> Task to carry out: Rewrite the data below, starting with the line that contains "Where can you spot the ceiling fan?" and going on through the end of the data, changing "spot" to "locate" and leaving everything else the same. Leave the pictures out of your answer.

> Recorded data:
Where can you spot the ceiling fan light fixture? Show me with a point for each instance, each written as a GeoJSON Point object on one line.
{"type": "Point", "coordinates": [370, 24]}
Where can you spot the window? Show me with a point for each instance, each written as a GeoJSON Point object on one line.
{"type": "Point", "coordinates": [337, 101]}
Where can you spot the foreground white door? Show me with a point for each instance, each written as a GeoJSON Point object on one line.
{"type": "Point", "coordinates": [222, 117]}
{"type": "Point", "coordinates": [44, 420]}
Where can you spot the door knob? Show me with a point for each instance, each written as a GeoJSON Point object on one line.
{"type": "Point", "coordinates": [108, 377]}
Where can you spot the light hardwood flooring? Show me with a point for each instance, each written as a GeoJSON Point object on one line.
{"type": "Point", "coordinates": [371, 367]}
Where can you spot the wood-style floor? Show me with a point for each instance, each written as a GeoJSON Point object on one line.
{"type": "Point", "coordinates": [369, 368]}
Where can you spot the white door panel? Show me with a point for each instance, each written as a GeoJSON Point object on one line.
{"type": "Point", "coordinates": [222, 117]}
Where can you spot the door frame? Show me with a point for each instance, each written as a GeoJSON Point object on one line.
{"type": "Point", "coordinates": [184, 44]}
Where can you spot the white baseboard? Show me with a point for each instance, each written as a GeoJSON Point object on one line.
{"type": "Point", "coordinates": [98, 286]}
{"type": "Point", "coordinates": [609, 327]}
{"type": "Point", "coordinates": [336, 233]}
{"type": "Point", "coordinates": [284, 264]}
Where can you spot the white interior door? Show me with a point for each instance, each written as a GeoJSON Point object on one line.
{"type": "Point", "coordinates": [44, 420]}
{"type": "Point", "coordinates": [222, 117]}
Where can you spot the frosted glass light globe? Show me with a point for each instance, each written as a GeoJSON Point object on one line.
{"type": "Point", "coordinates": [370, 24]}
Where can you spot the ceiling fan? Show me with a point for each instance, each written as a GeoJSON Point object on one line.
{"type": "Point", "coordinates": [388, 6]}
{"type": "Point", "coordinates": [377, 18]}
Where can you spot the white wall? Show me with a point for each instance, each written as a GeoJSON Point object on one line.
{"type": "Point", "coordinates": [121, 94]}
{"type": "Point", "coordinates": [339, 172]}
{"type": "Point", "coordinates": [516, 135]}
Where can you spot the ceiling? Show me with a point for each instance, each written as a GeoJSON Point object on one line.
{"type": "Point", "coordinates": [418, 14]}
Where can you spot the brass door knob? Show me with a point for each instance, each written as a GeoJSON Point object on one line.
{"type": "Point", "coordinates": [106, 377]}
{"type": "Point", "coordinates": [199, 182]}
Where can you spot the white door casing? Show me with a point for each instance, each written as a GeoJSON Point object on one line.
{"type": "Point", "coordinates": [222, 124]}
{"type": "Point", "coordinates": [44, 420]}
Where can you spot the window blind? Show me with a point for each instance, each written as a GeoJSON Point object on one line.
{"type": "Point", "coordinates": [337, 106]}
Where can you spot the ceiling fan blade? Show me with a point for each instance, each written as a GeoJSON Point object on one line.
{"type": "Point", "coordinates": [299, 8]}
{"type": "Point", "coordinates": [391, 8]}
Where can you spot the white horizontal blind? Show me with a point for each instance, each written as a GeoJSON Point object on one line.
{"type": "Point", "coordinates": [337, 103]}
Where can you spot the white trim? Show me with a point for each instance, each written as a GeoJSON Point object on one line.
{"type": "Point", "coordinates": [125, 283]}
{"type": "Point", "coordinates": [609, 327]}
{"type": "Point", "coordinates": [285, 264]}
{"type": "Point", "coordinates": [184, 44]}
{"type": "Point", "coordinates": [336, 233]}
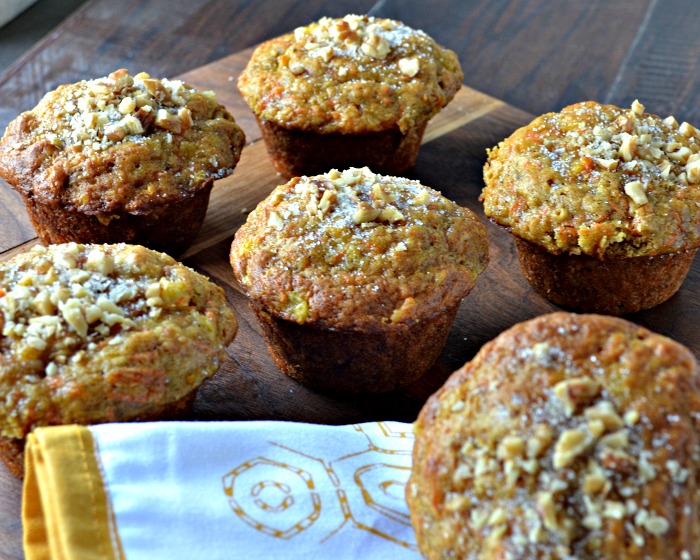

> Answer for this exercise:
Where can you locate the ceiling fan? Show me with a point for each instance, each written as a GeoJSON Point object on one line.
{"type": "Point", "coordinates": [388, 6]}
{"type": "Point", "coordinates": [377, 18]}
Where can you locate the white wall? Show me with a point for each instance, each written as a GeoJSON Point object on one line.
{"type": "Point", "coordinates": [121, 94]}
{"type": "Point", "coordinates": [339, 172]}
{"type": "Point", "coordinates": [516, 135]}
Where can you locate the ceiling? Show me with a point for each instance, each written as a GeoJSON Point object on one line.
{"type": "Point", "coordinates": [418, 14]}
Where can you locate the brass door knob? Show me with a point for each instance, each written as a GeoJSON Point object on one line.
{"type": "Point", "coordinates": [106, 377]}
{"type": "Point", "coordinates": [199, 182]}
Where can you locate the white door casing? Show me with a point for each instance, each written as a GeoJSON Point object on one line.
{"type": "Point", "coordinates": [222, 124]}
{"type": "Point", "coordinates": [44, 420]}
Where can you locate the window blind? Show me with a point for each instance, each written as a GeoJSON Point object on one line.
{"type": "Point", "coordinates": [337, 106]}
Where can you locate the ceiling fan blade? Show me with a point for each instance, each written as a GeoJSON Point object on one line.
{"type": "Point", "coordinates": [299, 8]}
{"type": "Point", "coordinates": [391, 8]}
Where can you locate the white horizontal blind? Show me with a point for each instance, each written as a GeoJSON Point object on one line.
{"type": "Point", "coordinates": [337, 103]}
Where can you locate the white trim? Show me with a point for each instance, each written as a GeoJSON Point object on one line.
{"type": "Point", "coordinates": [125, 283]}
{"type": "Point", "coordinates": [609, 327]}
{"type": "Point", "coordinates": [285, 264]}
{"type": "Point", "coordinates": [184, 44]}
{"type": "Point", "coordinates": [336, 233]}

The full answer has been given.